### What you are asked to do
Write back every line of the listing exactly, excluding images.

┌──

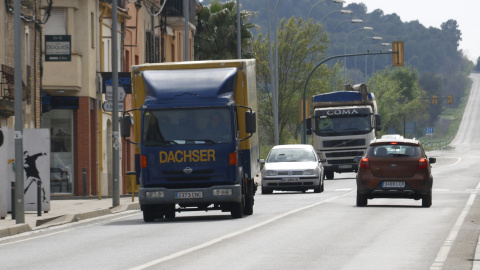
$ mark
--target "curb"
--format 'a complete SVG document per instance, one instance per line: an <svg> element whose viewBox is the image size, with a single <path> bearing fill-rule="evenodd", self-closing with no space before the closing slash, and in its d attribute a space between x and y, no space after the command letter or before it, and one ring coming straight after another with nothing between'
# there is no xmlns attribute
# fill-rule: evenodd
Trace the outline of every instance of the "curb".
<svg viewBox="0 0 480 270"><path fill-rule="evenodd" d="M85 212L80 214L73 214L73 215L67 214L67 215L61 215L57 217L38 219L36 221L36 224L35 224L36 226L34 229L32 229L28 224L18 224L9 228L0 229L0 238L13 236L13 235L17 235L25 232L34 231L34 230L39 230L39 229L45 229L52 226L78 222L80 220L86 220L90 218L96 218L100 216L106 216L106 215L120 213L124 211L139 210L139 209L140 209L139 203L130 203L130 204L122 204L116 207L111 207L109 209L102 209L102 210L95 210L95 211Z"/></svg>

└──

### Solution to this exercise
$ mark
--target "curb"
--format 'a complete SVG document per instance, one instance per line: an <svg> element whose viewBox is the image size, with a single <path> bearing fill-rule="evenodd", self-closing with no space before the closing slash, and in its d attribute a space between x and y, no space after the command letter or before it, and one ring coming straight after another with nothing between'
# there is no xmlns attribute
# fill-rule: evenodd
Trace the outline of every instance of the "curb".
<svg viewBox="0 0 480 270"><path fill-rule="evenodd" d="M85 212L80 214L73 214L73 215L67 214L67 215L61 215L57 217L38 219L36 221L36 224L35 224L36 226L34 229L32 229L28 224L18 224L9 228L0 229L0 238L13 236L13 235L17 235L25 232L34 231L34 230L39 230L39 229L45 229L52 226L78 222L80 220L86 220L90 218L96 218L100 216L106 216L106 215L120 213L124 211L139 210L139 209L140 209L139 203L130 203L130 204L122 204L116 207L111 207L109 209L102 209L102 210L95 210L95 211Z"/></svg>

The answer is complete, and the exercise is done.